EXCERPT TO READ =
········
I felt very slight movements - but am used to huge kicks and was pretty much freaking myself out because the movements weren't huge.

Ryan was great (as always) and grabbed a bowl of soapy water and cleaned up my elbows, wrists, and knees which were pretty badly scraped up.  I had to act like it didn't hurt like a b*tch when he poured the hydrogen peroxide on them because Maddie was already so freaked out... So instead of crying, I laughed, and said it tickled.  IT DID NOT TICKLE (for the record).

Then after Ryan calmed Maddie down and got her to bed, I texted my sister just an FYI, saying, Hey, Just so you know, I fell tonight but am fine.  The baby is moving but I thought I'd let you know.

She immediately texted me back (I knew she was at a church thing - otherwise I'd have called her) and said, "Amanda, please call the doctor."

I think I subconsciously texted her because I knew that would be her response.  I didn't want to be an overreactive mother - but I also was a bit nervous.
········
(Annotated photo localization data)
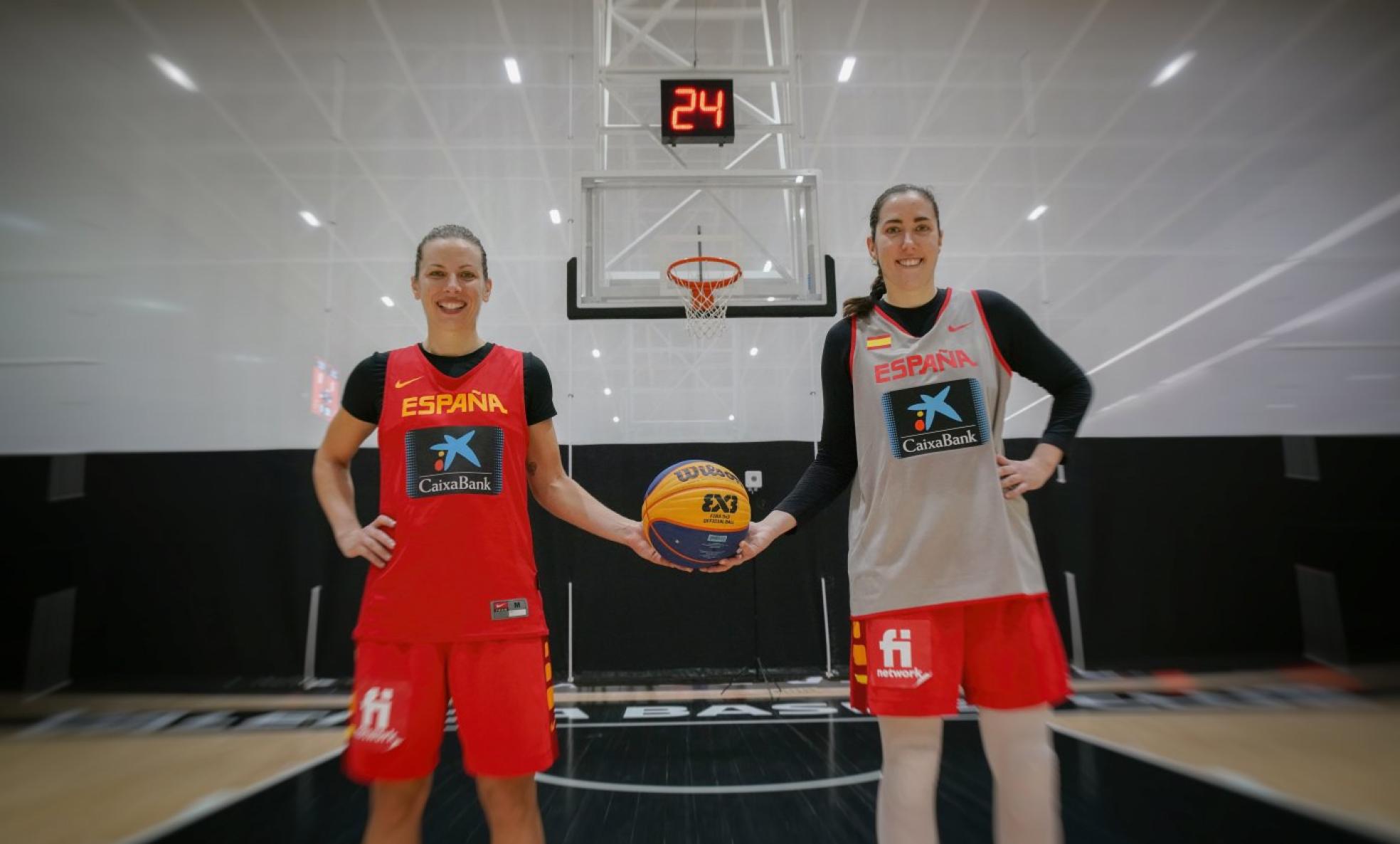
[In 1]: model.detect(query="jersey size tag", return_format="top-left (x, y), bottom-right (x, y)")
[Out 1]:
top-left (881, 378), bottom-right (991, 459)
top-left (403, 426), bottom-right (505, 498)
top-left (492, 598), bottom-right (529, 621)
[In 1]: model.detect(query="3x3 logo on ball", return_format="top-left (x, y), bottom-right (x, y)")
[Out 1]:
top-left (881, 378), bottom-right (991, 459)
top-left (700, 492), bottom-right (739, 512)
top-left (403, 426), bottom-right (505, 498)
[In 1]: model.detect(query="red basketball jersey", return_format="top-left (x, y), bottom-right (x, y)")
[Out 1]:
top-left (354, 346), bottom-right (546, 643)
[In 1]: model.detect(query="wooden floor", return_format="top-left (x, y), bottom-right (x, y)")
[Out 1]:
top-left (1054, 701), bottom-right (1400, 840)
top-left (0, 731), bottom-right (344, 844)
top-left (0, 676), bottom-right (1400, 844)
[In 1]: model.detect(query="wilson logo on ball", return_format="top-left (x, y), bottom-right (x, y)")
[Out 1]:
top-left (641, 460), bottom-right (749, 569)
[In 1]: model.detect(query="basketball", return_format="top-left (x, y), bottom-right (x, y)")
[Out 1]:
top-left (641, 460), bottom-right (749, 569)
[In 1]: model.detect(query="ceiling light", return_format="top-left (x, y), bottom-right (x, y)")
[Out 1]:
top-left (1152, 52), bottom-right (1196, 88)
top-left (152, 53), bottom-right (198, 91)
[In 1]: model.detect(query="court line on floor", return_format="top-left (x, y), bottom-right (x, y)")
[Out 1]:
top-left (116, 747), bottom-right (344, 844)
top-left (535, 771), bottom-right (879, 793)
top-left (1050, 721), bottom-right (1400, 844)
top-left (551, 714), bottom-right (977, 729)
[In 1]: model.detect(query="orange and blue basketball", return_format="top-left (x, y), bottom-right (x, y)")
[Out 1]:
top-left (641, 460), bottom-right (749, 569)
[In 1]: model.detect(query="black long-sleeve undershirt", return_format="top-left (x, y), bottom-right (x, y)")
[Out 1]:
top-left (775, 288), bottom-right (1093, 525)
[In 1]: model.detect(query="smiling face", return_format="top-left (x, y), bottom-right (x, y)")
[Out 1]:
top-left (865, 190), bottom-right (943, 304)
top-left (413, 238), bottom-right (492, 332)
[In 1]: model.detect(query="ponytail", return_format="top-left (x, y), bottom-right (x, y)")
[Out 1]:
top-left (842, 273), bottom-right (885, 319)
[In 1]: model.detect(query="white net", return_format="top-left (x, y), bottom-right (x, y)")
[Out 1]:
top-left (668, 258), bottom-right (743, 340)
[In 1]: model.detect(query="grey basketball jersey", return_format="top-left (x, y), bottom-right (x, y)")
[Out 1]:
top-left (850, 290), bottom-right (1046, 617)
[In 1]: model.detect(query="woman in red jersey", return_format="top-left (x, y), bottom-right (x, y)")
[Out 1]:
top-left (312, 226), bottom-right (669, 843)
top-left (709, 185), bottom-right (1092, 844)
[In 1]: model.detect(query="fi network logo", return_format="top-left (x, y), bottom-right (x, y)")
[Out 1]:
top-left (350, 686), bottom-right (403, 750)
top-left (881, 376), bottom-right (991, 459)
top-left (871, 618), bottom-right (934, 689)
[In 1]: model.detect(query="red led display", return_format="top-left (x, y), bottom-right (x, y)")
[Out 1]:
top-left (661, 80), bottom-right (733, 146)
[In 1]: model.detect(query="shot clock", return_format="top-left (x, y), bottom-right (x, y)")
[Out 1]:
top-left (661, 80), bottom-right (733, 146)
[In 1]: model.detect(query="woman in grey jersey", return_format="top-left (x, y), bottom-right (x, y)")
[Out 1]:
top-left (713, 185), bottom-right (1091, 844)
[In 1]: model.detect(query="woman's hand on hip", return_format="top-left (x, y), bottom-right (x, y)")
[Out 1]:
top-left (997, 455), bottom-right (1054, 501)
top-left (336, 512), bottom-right (396, 569)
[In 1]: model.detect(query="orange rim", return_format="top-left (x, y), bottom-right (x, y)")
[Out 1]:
top-left (667, 255), bottom-right (743, 311)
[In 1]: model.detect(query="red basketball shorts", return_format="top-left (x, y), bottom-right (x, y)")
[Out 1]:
top-left (852, 595), bottom-right (1070, 717)
top-left (343, 637), bottom-right (558, 782)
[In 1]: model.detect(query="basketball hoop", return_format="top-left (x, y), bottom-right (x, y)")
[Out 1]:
top-left (667, 255), bottom-right (743, 339)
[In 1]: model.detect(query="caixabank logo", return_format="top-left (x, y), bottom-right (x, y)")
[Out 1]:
top-left (881, 378), bottom-right (991, 459)
top-left (403, 426), bottom-right (505, 498)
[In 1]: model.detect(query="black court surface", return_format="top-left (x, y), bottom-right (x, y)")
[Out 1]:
top-left (142, 704), bottom-right (1384, 844)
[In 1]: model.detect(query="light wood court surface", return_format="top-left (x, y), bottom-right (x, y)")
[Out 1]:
top-left (0, 668), bottom-right (1400, 844)
top-left (1054, 700), bottom-right (1400, 841)
top-left (0, 729), bottom-right (344, 844)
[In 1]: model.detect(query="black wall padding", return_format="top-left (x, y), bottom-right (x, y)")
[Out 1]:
top-left (0, 455), bottom-right (85, 689)
top-left (0, 437), bottom-right (1400, 689)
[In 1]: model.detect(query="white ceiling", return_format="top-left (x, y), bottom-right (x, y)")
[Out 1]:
top-left (0, 0), bottom-right (1400, 452)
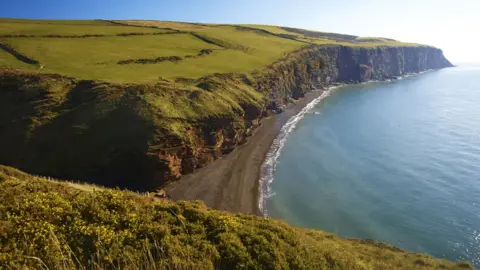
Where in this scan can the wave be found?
[258,86,340,216]
[258,69,433,216]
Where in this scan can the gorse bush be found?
[0,167,470,269]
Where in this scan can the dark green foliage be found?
[0,166,471,269]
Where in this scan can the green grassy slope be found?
[0,19,424,83]
[0,166,472,269]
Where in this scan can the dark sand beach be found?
[165,90,322,215]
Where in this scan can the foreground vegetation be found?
[0,166,471,269]
[0,19,428,83]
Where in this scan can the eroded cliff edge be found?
[0,45,452,190]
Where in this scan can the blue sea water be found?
[261,66,480,267]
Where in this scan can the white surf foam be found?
[258,69,433,216]
[258,86,338,216]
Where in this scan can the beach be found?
[165,90,323,215]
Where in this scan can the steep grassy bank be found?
[0,20,451,190]
[0,166,472,269]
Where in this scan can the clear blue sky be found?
[0,0,480,62]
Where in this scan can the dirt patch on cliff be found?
[117,49,214,65]
[165,91,322,215]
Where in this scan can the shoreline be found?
[164,87,329,216]
[164,69,438,216]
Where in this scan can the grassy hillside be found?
[0,19,426,83]
[0,166,472,269]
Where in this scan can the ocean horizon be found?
[260,63,480,267]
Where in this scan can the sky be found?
[0,0,480,63]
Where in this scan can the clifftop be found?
[0,19,451,190]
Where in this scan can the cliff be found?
[0,45,452,190]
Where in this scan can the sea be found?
[260,64,480,268]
········
DIRECTIONS =
Condense the paragraph of the account of the fall that begins "Ryan was great" into a short bulleted list that keeps its main facts. Rely only on the account of the fall for this work.

OUTPUT FOR THIS TASK =
- Ryan cleaned the badly scraped elbows, wrists, and knees with a bowl of soapy water.
- Maddie was already very frightened, so the writer hid the pain when Ryan poured hydrogen peroxide on the scrapes.
- Instead of crying, the writer laughed and said it tickled, though it did not.